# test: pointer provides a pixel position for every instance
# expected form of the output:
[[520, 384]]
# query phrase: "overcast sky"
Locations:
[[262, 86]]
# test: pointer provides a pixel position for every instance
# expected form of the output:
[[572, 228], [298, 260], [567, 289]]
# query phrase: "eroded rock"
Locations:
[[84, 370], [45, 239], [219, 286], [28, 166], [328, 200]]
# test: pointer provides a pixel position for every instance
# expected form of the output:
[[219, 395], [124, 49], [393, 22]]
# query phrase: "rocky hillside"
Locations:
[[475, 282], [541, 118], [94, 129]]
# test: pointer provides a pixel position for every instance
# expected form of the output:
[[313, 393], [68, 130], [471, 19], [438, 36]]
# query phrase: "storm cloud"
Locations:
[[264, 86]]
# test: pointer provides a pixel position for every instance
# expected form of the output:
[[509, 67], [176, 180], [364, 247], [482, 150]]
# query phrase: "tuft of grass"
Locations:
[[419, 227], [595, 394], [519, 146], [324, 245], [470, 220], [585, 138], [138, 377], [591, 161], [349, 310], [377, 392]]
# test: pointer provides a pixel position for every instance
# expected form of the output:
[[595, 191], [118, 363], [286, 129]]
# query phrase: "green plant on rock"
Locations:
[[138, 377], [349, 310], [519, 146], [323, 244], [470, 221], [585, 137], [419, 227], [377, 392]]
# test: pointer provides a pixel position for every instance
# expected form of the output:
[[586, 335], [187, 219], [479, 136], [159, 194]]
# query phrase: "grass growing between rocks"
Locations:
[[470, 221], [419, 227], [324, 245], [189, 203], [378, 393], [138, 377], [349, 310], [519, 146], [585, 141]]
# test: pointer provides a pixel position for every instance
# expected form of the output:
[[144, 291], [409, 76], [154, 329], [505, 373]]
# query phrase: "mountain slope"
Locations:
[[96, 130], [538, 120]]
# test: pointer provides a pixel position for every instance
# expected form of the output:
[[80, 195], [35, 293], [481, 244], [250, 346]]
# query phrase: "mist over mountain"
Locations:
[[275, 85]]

Required work: All the material above should be copied word for word.

Exercise result:
# test: pointer provides a pixel position for every instance
# expected form of the output:
[[520, 384]]
# query phrase: "overcast sky"
Locations:
[[262, 86]]
# test: pointer provides a pixel position for every instance
# expected form of the output:
[[572, 228], [298, 260], [567, 289]]
# query phrase: "eroded rock"
Locations:
[[84, 370], [45, 239], [219, 286], [28, 166], [328, 200]]
# test: pointer provides a pixel position for every instance
# expected form of the output:
[[219, 395], [124, 49], [393, 22]]
# query phrase: "rocky hillside"
Locations:
[[475, 282], [541, 118], [94, 129]]
# test: pointer provides a pixel position for every instance
# expected form of the output:
[[313, 393], [68, 130], [471, 19], [438, 36]]
# query phrase: "storm cloud"
Locations:
[[264, 86]]
# test: pointer provides a pixel position for every instance
# expected form of the output:
[[509, 67], [176, 180], [364, 247], [482, 150]]
# query phrase: "tuft of grass"
Locations:
[[419, 227], [595, 394], [519, 146], [324, 245], [470, 220], [585, 138], [138, 377], [591, 161], [349, 310], [377, 392]]
# test: pointer provides a pixel position for every instance
# expected form of the output:
[[595, 191], [118, 363], [286, 129]]
# query phrase: "green plant on rock"
Locations:
[[138, 377], [349, 310], [519, 146], [323, 244], [470, 221], [585, 137], [419, 227], [377, 392]]
# test: pointer provides a pixel position for every instance
# expected form of the output:
[[586, 335], [187, 219], [479, 136], [159, 194]]
# query phrase: "grass growing between rocks"
Locations:
[[470, 221], [419, 227], [324, 245], [189, 203], [378, 393], [138, 377], [349, 310], [519, 146], [585, 141]]
# test: pointer provides a pixel position for every instance
# expected form of the output:
[[144, 291], [409, 76], [154, 329], [505, 373]]
# query phrase: "mountain slope"
Locations:
[[96, 130], [538, 120]]
# test: pointer provides a pixel position for every instance
# expected form of the output:
[[80, 195], [35, 293], [481, 244], [250, 346]]
# query phrase: "mist over mountain"
Locations:
[[275, 85]]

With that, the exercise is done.